[Source passage]
----------------

Ten cyclists have been killed so far this year, according to data from the Houston Police Department, which recorded nine deaths for all of last year. 

And cycling advocates contend that the police department’s figures do not accurately reflect the true number. According to Bike Houston, 11 cyclists have died so far this year, matching last year’s tally. 

The difference? Houston Police do not categorize people who are killed while walking their bike as cyclists; according to official data, that counts as a pedestrian death, HPD spokesman Victor Senties told me. Joe Cutrufo, executive director of Bike Houston adds that HPD does not count those on e-bikes as cyclists either. Bike Houston does. 

And we haven’t even reached the most dangerous part of the year yet. According to the National Highway Traffic Safety Administration, 30 percent of cyclist fatalities happened in the three months between September and November in 2021, the most recent year for which data is available.

But let’s not sit here and argue about numbers. Numbers aren’t humans. They’re line segments and squiggles that stand in for real objects as they are tallied and totaled. Two-dimensional black-and-white symbols that tell black-and-white stories.

----------------

[Problem to work on] Update the cyclist deaths text, writing out everything from "And cycling advocates" down to "last year’s tally." with "tally" replaced by "count".

----------------

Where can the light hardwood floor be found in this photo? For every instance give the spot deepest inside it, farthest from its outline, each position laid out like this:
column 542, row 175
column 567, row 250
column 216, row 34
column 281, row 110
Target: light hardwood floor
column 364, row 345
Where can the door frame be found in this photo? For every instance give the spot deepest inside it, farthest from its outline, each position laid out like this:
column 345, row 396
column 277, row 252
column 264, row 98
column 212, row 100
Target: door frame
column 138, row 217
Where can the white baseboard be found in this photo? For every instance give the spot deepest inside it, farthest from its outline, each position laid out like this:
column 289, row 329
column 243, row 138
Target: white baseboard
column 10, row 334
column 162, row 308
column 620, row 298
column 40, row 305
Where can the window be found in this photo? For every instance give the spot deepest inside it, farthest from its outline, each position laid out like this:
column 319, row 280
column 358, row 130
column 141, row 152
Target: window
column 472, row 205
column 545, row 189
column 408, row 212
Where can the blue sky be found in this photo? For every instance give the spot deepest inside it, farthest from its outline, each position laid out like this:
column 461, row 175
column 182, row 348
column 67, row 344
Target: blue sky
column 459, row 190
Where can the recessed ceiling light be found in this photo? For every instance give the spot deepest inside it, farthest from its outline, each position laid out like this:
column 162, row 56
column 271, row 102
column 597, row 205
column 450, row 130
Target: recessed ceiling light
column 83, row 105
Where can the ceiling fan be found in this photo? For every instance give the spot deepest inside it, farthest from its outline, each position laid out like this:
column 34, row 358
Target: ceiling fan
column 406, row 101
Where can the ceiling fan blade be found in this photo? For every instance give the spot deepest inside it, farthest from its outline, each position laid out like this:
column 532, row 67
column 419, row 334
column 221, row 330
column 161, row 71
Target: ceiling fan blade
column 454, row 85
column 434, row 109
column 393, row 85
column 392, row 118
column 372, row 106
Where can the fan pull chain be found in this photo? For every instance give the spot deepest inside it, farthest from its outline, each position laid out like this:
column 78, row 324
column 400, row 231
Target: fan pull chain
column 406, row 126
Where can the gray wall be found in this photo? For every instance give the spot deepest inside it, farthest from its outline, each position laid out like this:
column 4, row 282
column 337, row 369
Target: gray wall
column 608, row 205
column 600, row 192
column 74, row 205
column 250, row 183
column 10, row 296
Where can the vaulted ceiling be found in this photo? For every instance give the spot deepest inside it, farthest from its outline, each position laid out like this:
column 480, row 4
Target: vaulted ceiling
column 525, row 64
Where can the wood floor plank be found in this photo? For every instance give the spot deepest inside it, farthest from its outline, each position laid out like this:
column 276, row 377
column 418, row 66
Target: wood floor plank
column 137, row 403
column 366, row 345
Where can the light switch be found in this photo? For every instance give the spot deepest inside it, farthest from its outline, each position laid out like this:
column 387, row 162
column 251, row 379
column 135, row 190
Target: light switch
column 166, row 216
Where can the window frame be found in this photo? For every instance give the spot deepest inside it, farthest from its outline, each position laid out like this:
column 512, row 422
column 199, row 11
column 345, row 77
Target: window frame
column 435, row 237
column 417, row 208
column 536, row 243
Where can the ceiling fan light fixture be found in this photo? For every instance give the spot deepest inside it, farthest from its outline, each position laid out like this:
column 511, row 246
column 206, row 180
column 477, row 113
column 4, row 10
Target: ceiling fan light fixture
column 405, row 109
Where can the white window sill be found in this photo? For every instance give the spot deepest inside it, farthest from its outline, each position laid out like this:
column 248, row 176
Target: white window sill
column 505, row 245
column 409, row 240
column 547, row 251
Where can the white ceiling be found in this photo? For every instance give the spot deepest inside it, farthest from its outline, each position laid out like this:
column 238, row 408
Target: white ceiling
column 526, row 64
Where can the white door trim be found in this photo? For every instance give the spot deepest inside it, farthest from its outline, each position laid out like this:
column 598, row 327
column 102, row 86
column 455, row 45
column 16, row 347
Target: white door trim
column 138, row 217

----------------

[Reply]
And cycling advocates contend that the police department’s figures do not accurately reflect the true number. According to Bike Houston, 11 cyclists have died so far this year, matching last year’s count.